**Text under study**
Business consultants suggest that it’s helpful to know what propels your business. When you examine your practice, what is its primary focus that motivates your decisions and direction? I’ve seen five:
Technologically driven – Technique and procedures.
Philosophically driven – The meaning of chiropractic.
Financially driven – A focus on new patients and income.
Marketing driven – Needs and perceptions of patients.
Survival driven – Staying viable to face another day.
Each driver reveals a great deal about you, your worldview and how you see yourself fitting in to the lives of patients and the world of work. If you find yourself working more but enjoying it less, it may be because you have surrendered the wheel to another driver.
Practices that are technologically driven are usually focused on the “how” of chiropractic. At the helm of these practices are chiropractors who are constantly scouring the horizon looking for adjusting techniques, procedures, scripts and gadgets that can best produce patient results. And naturally, results (generally symptom relief) is what patients want.
Often misled into thinking that excellent clinical results is all that it takes to produce loyal, appreciative patients, they are often guilty of seeing patients as merely spines; canvases on which they work their healing magic. Their diagnostic prowess, “golden hands,” cold laser, decompression unit or whatever, is exalted as the key differentiator of their practice.
Practices that are philosophically driven tend to be focused on the “why” of chiropractic and its broader implications. They often see the patient’s health complaint as a metaphor for other issues in the patient’s life. They make a critical distinction that their intervention, whether a thrust, a click, a tap or a touch, simply releases the patient’s inborn ability to heal.
Since few patients show up in a chiropractor’s practice to obtain a new understanding of health and healing, much less a desire for the metaphysical dimensions of chiropractic, these practitioners are often perceived as idealistic and out of touch by their patients. And many are. In love with the “big idea,” these chiropractors repeat mantras and make proclamations that distance them from many patients. In fact, even calling them patients is verboten and considered distastefully medical, even though their customers see themselves as patients.
Practices that are financially driven have an inordinate attachment to new patients, since they appear to be the most profitable type of customer.
Financially-focused practices recognize that theirs is first a business, and second, a healing center. Central to this practice style is a keen awareness of reimbursement protocols, insurance coding and a willingness to surrender to a symptom-treating-biomechanical model of chiropractic.
Because they rarely see the long-term lifestyle implications of chiropractic, most patient relationships are of shorter duration. And since patient visit averages tend to be in the low, double-digit range or even less, they have a voracious appetite for new patients. This is often accomplished by aggressive advertising, screenings or outreach programs.
Practices that are marketing driven aren’t necessarily big advertisers or coupon discounters. That’s advertising. Instead, they are keenly sensitive to the wants and needs of their customers (patients). And that doesn’t mean letting the inmates run the asylum!
Market-driven practices acknowledge that most patients have been brainwashed by a lifetime exposure to the medical model of health care. Without making patients wrong, they recognize their obligation to educate patients and are proud of what makes chiropractic different. They realize that the best long-term strategy is to offer what patients want and earn the right to suggest what they need. In this environment, patients feel safe to start and stop care many times over the course of many years without feeling guilt or shame. Some patients will even “get” chiropractic and embrace a schedule of periodic visits.
While new practitioners often find themselves in this stressful predicament, veteran chiropractors who haven’t adapted to the post-insurance practice environment, find themselves here as well.
Most survival-driven practitioners make practice about themselves and what they can get from their practice. And no wonder. With school loans, startup costs, the belief that they should be earning a “doctor’s salary” and the pressure from friends and family to be “successful,” it is tempting to succumb to manipulative strategies to extract money from patients. Tragically, these techniques, whether hard-selling care plans, X-raying the patient’s checkbook or more subtle, taking on a chameleon persona so they will be liked, scar the practitioner’s reputation or make them feel dark inside. Neither is sustainable.
These are the five drivers I’ve seen. What drives your practice?

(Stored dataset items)
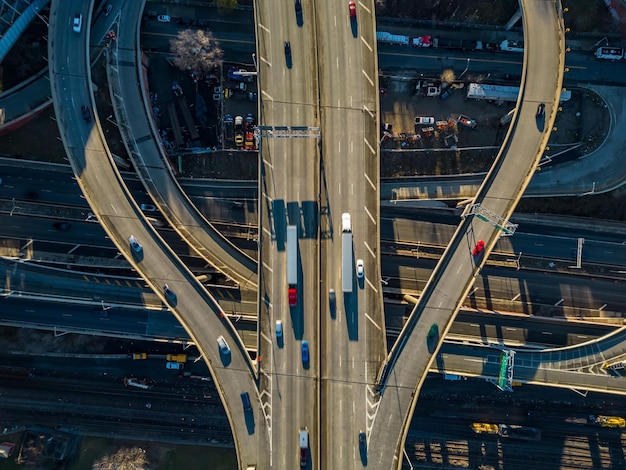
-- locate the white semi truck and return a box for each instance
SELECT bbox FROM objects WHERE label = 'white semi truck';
[287,225,298,307]
[341,213,354,292]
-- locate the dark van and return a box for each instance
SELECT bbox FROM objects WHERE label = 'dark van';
[241,392,252,411]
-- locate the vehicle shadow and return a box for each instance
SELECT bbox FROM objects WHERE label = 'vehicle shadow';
[220,350,232,367]
[244,411,255,435]
[535,115,546,132]
[343,292,359,341]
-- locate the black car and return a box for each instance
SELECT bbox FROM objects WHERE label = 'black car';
[535,103,546,119]
[295,0,303,26]
[359,431,367,450]
[285,41,293,69]
[80,105,91,122]
[52,222,72,231]
[439,88,454,101]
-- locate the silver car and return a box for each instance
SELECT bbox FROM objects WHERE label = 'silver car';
[128,235,143,253]
[217,335,230,355]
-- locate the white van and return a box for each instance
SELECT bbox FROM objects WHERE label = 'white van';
[341,212,352,232]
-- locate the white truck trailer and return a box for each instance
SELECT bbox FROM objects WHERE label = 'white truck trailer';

**Exercise description**
In the article on what drives a chiropractic practice, transcribe the passage from "Survival driven –" to "what patients want.".

**Written answer**
Survival driven – Staying viable to face another day.
Each driver reveals a great deal about you, your worldview and how you see yourself fitting in to the lives of patients and the world of work. If you find yourself working more but enjoying it less, it may be because you have surrendered the wheel to another driver.
Practices that are technologically driven are usually focused on the “how” of chiropractic. At the helm of these practices are chiropractors who are constantly scouring the horizon looking for adjusting techniques, procedures, scripts and gadgets that can best produce patient results. And naturally, results (generally symptom relief) is what patients want.